## Description of the task
Transcribe the full listing, keeping every word as it stands.

━━━━━━━━

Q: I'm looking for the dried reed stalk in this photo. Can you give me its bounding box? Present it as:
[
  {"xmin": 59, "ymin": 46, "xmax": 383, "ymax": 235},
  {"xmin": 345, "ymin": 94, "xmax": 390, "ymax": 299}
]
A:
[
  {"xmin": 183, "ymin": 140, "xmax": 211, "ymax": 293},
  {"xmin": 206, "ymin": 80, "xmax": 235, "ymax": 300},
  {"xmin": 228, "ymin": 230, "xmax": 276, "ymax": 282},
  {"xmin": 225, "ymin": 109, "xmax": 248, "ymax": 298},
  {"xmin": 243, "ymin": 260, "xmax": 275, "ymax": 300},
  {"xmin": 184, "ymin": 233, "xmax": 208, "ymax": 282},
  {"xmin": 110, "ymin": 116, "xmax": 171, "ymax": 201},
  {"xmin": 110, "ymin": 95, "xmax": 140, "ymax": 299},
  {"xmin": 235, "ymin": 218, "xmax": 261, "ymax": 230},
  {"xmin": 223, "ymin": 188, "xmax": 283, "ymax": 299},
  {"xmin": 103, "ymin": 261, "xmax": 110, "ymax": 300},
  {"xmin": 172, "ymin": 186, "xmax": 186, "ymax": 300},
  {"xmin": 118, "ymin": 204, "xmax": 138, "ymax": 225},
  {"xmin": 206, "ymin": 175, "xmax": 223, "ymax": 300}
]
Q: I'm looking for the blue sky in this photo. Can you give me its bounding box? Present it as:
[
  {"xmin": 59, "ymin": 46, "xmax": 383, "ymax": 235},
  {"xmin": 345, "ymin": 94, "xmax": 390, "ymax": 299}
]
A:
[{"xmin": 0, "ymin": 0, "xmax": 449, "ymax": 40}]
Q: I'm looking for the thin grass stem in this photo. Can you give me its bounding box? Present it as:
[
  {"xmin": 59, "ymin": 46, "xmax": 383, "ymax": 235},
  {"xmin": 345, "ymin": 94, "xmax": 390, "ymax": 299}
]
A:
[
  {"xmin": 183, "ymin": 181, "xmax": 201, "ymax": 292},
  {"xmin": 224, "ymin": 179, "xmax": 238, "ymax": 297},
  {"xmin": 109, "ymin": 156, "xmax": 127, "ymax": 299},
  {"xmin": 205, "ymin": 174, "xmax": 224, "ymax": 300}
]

━━━━━━━━

## Answer
Q: I'm looking for the dried reed stalk in this photo. Can you give me its bounding box? Present it as:
[
  {"xmin": 59, "ymin": 46, "xmax": 383, "ymax": 235},
  {"xmin": 345, "ymin": 94, "xmax": 390, "ymax": 299}
]
A:
[
  {"xmin": 183, "ymin": 140, "xmax": 211, "ymax": 293},
  {"xmin": 206, "ymin": 80, "xmax": 235, "ymax": 300},
  {"xmin": 228, "ymin": 230, "xmax": 276, "ymax": 282},
  {"xmin": 225, "ymin": 109, "xmax": 248, "ymax": 298},
  {"xmin": 243, "ymin": 260, "xmax": 275, "ymax": 300},
  {"xmin": 184, "ymin": 233, "xmax": 208, "ymax": 282},
  {"xmin": 110, "ymin": 116, "xmax": 171, "ymax": 201},
  {"xmin": 110, "ymin": 95, "xmax": 140, "ymax": 299},
  {"xmin": 235, "ymin": 218, "xmax": 261, "ymax": 230},
  {"xmin": 223, "ymin": 188, "xmax": 283, "ymax": 299},
  {"xmin": 103, "ymin": 261, "xmax": 110, "ymax": 300},
  {"xmin": 172, "ymin": 186, "xmax": 186, "ymax": 300},
  {"xmin": 118, "ymin": 204, "xmax": 138, "ymax": 225},
  {"xmin": 206, "ymin": 175, "xmax": 223, "ymax": 300}
]
Q: I'm looking for the blue sky in this photo. Can you give me its bounding box? Present it as:
[
  {"xmin": 59, "ymin": 46, "xmax": 383, "ymax": 235},
  {"xmin": 345, "ymin": 94, "xmax": 390, "ymax": 299}
]
A:
[{"xmin": 0, "ymin": 0, "xmax": 449, "ymax": 40}]
Q: I'm looking for the thin grass stem in this photo. Can you give me its bounding box? Present it as:
[
  {"xmin": 59, "ymin": 46, "xmax": 383, "ymax": 235},
  {"xmin": 345, "ymin": 94, "xmax": 390, "ymax": 299}
]
A:
[
  {"xmin": 183, "ymin": 181, "xmax": 201, "ymax": 292},
  {"xmin": 224, "ymin": 179, "xmax": 238, "ymax": 297},
  {"xmin": 109, "ymin": 156, "xmax": 127, "ymax": 299},
  {"xmin": 205, "ymin": 174, "xmax": 224, "ymax": 300}
]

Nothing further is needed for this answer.